Instructions for the task:
Output nothing but the lines from the line with "of the necklace" through the end of the listing below, both ends included.

Supplied entries:
======

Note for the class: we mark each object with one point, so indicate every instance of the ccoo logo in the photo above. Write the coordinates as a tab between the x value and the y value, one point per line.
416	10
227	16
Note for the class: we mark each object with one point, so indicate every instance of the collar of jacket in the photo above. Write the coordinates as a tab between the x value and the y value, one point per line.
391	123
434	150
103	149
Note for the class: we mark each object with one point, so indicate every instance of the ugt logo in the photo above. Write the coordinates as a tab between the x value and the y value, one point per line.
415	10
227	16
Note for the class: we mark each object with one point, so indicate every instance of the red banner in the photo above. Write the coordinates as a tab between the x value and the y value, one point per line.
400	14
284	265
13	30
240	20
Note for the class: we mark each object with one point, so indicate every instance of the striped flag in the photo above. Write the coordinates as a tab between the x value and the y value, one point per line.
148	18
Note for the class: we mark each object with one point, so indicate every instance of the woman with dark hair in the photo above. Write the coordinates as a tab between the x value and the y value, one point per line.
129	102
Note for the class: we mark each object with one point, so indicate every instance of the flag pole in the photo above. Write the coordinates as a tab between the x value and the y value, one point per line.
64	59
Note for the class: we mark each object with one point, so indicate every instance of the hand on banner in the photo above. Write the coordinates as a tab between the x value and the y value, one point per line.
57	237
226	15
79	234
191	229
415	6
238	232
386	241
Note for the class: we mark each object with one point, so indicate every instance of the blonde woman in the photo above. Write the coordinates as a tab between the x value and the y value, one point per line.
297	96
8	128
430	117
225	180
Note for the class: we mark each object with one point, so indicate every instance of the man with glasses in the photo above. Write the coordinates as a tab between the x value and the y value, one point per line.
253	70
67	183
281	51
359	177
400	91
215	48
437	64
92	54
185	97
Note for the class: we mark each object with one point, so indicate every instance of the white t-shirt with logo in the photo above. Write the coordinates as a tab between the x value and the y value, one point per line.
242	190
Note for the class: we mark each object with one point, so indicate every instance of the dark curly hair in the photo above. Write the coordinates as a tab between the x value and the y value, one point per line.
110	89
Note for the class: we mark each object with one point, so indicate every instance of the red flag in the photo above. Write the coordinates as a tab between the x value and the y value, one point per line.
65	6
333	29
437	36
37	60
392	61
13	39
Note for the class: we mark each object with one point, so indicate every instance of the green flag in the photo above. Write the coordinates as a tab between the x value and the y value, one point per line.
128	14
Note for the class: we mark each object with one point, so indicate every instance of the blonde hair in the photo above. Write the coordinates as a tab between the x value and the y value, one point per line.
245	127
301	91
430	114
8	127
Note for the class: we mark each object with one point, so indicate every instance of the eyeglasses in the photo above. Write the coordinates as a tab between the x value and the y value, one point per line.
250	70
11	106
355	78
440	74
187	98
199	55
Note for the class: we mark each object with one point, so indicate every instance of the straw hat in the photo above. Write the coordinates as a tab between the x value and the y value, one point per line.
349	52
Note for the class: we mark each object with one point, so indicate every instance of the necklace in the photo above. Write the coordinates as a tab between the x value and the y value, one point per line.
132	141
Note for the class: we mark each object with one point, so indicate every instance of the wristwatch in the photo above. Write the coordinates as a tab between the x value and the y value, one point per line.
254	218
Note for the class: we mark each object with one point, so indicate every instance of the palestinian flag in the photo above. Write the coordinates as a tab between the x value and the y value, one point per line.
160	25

======

Answer to the task:
Note for the class: we mark each object with one point, so indicate every instance of the necklace in the photo above. Write the coordinates as a tab between the x value and the y value, one point per line.
132	141
Note for the class: we mark each object with one point, so indicate every instance of the wristwatch in the photo above. Write the coordinates as a tab between the x value and the y value, one point per line.
254	218
Note for the class: we mark each object with one point, so indicate every instance of the palestinian flag in the photo above. Write the coordinates as a tab between the x value and the y value, one point per line.
160	25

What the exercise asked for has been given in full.